◆ Article ◆
···
What is the output of the following code when run with OMP_NUM_THREADS=4?

int arr[4] = {1,2,3,4};
int x=0, y=0, j;

#pragma omp parallel
{
    #pragma omp for
    for (j = 0; j < 4; j++)
    {
        #pragma omp critical
        x += arr[j];
    }
}
    

#pragma omp parallel
{
    #pragma omp single
    for (j = 0; j < 4; j++)
    {
        #pragma omp critical
        y += arr[j];
    }
}

printf("%d %d", x, y);

(x) 10, 10

( ) 10, 40

( ) 40, 10

( ) 40, 40

2.14 Private and shared variables

Data Scope Clauses

We have already learned about the private clause where we can specify that each thread should have its own instance of a variable. We have also learned about the shared clause where we can specify that one or more variables should be shared among all threads. This is normally not needed because the default scope is shared.
···
◆ Data extract ◆
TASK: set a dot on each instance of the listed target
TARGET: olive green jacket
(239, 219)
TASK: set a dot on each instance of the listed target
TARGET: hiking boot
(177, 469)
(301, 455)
···
◆ Objectives ◆
1) Answer these questions about the OpenMP text:
(a) With what value of OMP_NUM_THREADS is the code run?
(b) Which answer option is marked with an x?
(c) According to the text, what is the default scope of a variable?
2) Carry on the OpenMP text from the point where it stops.
The records were taken from a different source than the OpenMP text.

◆ Answers provided ◆
1)
(a) 4
(b) 10, 10
(c) Shared

2)
There are several exceptions:

stack (local) variables in called subroutines are automatically private
automatic variables within a block are private
the loop control variables of parallel FOR loops are private

Private clause

The private clause always creates a local instance of the variable. For each thread a new variable is created with an uninitialized value. This means these private variables have nothing to do with the original variable except they have the same name and type.

firstprivate(var) specifies that each thread should have its own instance of a variable, and that the variable should be initialized with the value of the shared variable existing before the parallel construct.

lastprivate(var) specifies that the variable's value after the parallel construct is set equal to the private version of whichever thread executes the final iteration (for-loop construct) or last section (#pragma sections).

Nested private(var) with same variable name allocate new private storage again.

Let's explain by observing the following code.

#include <stdio.h>
#include <omp.h>

int main()
{
    int num_threads = 4;
    omp_set_num_threads(num_threads);

    int var_shared = -777;
    int var_private = -777;
    int var_firstprivate = -777;
    int var_lastprivate = -777;

    #pragma omp parallel shared(var_shared) private(var_private) firstprivate(var_firstprivate)
    {
        #pragma omp for lastprivate(var_lastprivate)
        for (int i = 0; i < 1000; i++)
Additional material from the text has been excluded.